-- To be done --
- 1) Name each part of the porcelain-clad water-vending contraption described in the Dixie Cup Company passage, from top to bottom.
- 2) Write out the part of the Dixie Cup Company passage that opens with the words containing "Luellen worked with" and closes with "one cent coin.".
- 3) Continue the Dixie Cup Company passage from its last sentence.

-- Source passage --
The Dixie Cup Company
Have you heard the adage that “Necessity is the Mother of Invention”?
The Dixie Cup Company is an example of how the need for clean drinking containers came to be just at the right time. It all began in Boston in 1907 when a mechanical engineer, a lawyer, and several investors got together to create a folding paper cup. History suggested that paper cups were first used in China, where paper was invented circa 200 BC, but the meeting in Boston was the first time consideration was given to using paper cups to prevent illness.
Lawrence Luellen, the lawyer had a friend who was concerned that public drinking glasses and ladles at public supplies of drinking water may be causing illness among their users, especially in schools and on trains where water was available only in barrels equipped with metal ladles which were chained to the barrel’s rim.
Luellen worked with his brother-in-law Hugh Moore (later the president and founder of the Dixie Cup Company) on the invention and production an ice-cooled water-vending machine with disposable cups. Moore embarked on an advertising campaign to educate the public and to market his machine, principally to railroad companies. The machine first appeared in a three-part contraption that was clad in white porcelain. The top piece was a bottle of water, the center was a separate container/filter that held chipped ice and the bottom was a waste water collector. Each use required a one cent coin.

-- Material provided --
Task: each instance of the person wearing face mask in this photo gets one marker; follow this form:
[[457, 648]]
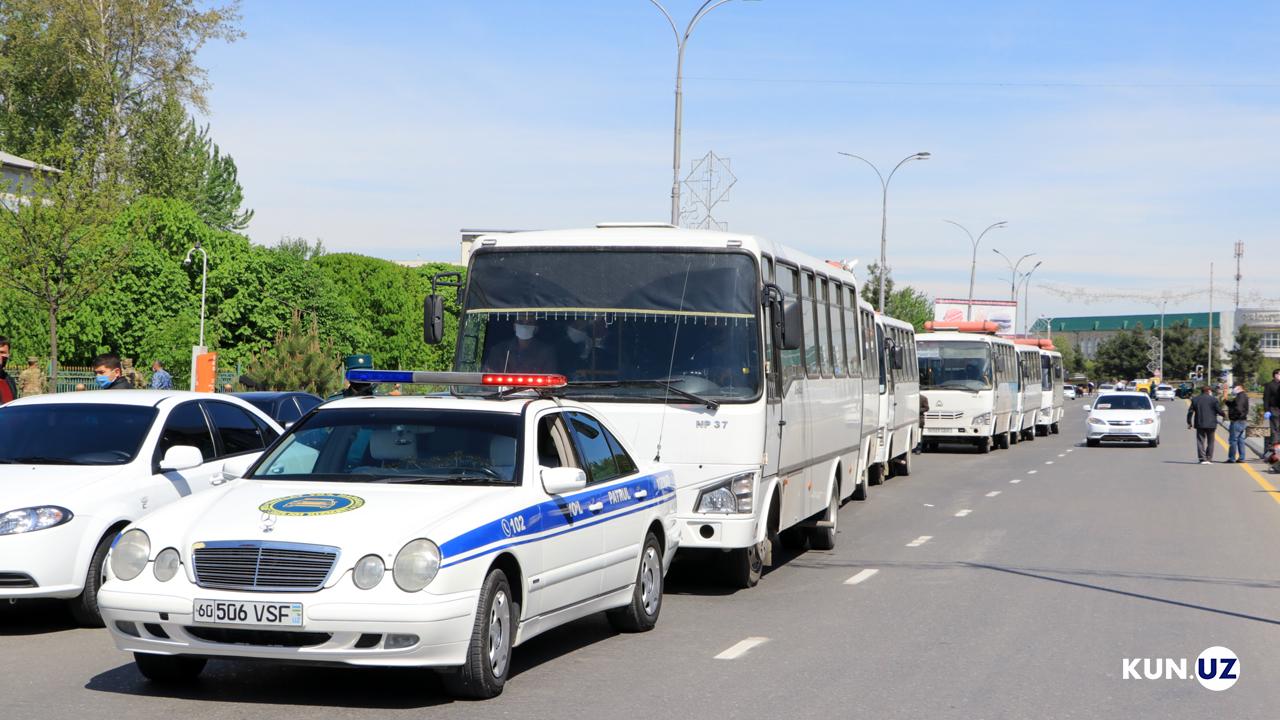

-- Responses by task --
- 1)
- A bottle of water
- A separate container/filter that held chipped ice
- A waste water collector

- 2)
Luellen worked with his brother-in-law Hugh Moore (later the president and founder of the Dixie Cup Company) on the invention and production an ice-cooled water-vending machine with disposable cups. Moore embarked on an advertising campaign to educate the public and to market his machine, principally to railroad companies. The machine first appeared in a three-part contraption that was clad in white porcelain. The top piece was a bottle of water, the center was a separate container/filter that held chipped ice and the bottom was a waste water collector. Each use required a one cent coin.

- 3)
One of the first railway companies to use disposable paper cups, circa 1909, was the Lackawanna Railroad.
In 1910 Luellen and Moore moved to New York. They incorporated the Individual Drinking Cup Company intending to create paper cups that were never touched by human hands. Their product was dubbed The Health Kup. The company provided dispensers then sold supplies of cups to offices, schools, railroad companies, department stores and literally dozens of other concerns where the public gathered and would want a cup of clean, cool water.
By mid-decade competition from other companies made sales of “Individual Drinking Health Kups” somewhat of a burden. A better, more “catchy” name was needed. Hugh Moore realized that most people knew the name of the Dixie Doll Company, a concern with whom the cup company shared space. Moore asked the doll company president if he could borrow the Dixie name. And so, the Individual Drinking Cup Company became the Dixie Cup Company.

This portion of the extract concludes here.